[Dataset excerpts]
++++

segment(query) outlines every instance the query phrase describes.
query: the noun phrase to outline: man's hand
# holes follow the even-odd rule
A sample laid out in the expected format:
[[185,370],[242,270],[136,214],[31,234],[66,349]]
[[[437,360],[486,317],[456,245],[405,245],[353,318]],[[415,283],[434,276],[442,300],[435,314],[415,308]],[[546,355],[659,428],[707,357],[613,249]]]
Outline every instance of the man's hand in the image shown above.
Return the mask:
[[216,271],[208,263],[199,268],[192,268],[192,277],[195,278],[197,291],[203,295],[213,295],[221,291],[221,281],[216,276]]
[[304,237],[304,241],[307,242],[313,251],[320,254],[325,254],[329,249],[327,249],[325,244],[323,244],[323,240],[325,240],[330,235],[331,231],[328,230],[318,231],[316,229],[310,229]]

++++

● **Instructions for the task**:
Copy every line above without altering a word.

● **Exercise answer**:
segment(query) outlines every instance the query phrase describes.
query: the noun phrase to outline: man's hand
# holes follow the even-odd rule
A sample laid out in the expected format:
[[185,370],[242,270],[136,214],[31,234],[66,349]]
[[[437,360],[486,317],[456,245],[405,245],[353,318]],[[415,283],[434,276],[442,300],[435,314],[415,308]],[[546,355],[659,428],[707,357],[613,249]]]
Outline every instance of the man's hand in the image shown above.
Return the mask:
[[216,271],[208,263],[199,268],[192,268],[192,277],[195,278],[197,291],[203,295],[213,295],[221,291],[221,281],[216,276]]
[[304,237],[304,241],[307,242],[313,251],[320,254],[325,254],[329,249],[327,249],[325,244],[323,244],[323,240],[325,240],[330,235],[331,231],[328,230],[318,231],[316,229],[310,229]]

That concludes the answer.